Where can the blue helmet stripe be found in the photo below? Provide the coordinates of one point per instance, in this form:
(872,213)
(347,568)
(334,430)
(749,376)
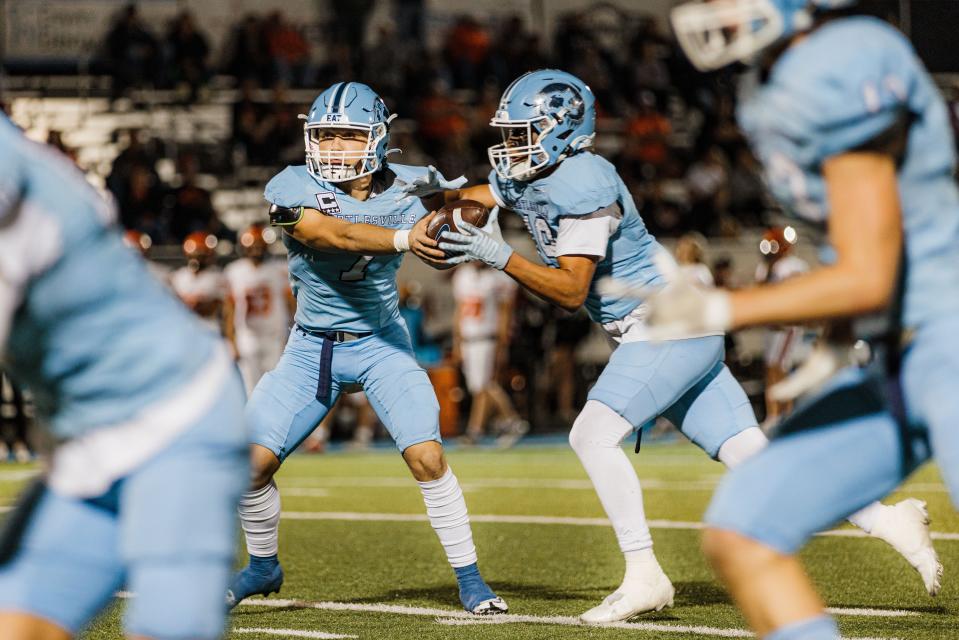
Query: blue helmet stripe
(343,95)
(334,106)
(509,89)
□ □ □ □ □ □ □
Directions for this task -> Scale the records above by rewriting every line, requests included, with each point coordinate in the answers multiplied by 0.35 and rounded to the nearest whole number, halves rounding up. Keep the requests and their sample coordinates unchanged, and omit the pictures from your output.

Response to this exercise ->
Where can the blue helmet stripe be found in the photo below? Provide the coordinates of one point per instance, in this form:
(872,213)
(347,568)
(334,430)
(749,376)
Query: blue helmet stripe
(120,33)
(117,37)
(178,31)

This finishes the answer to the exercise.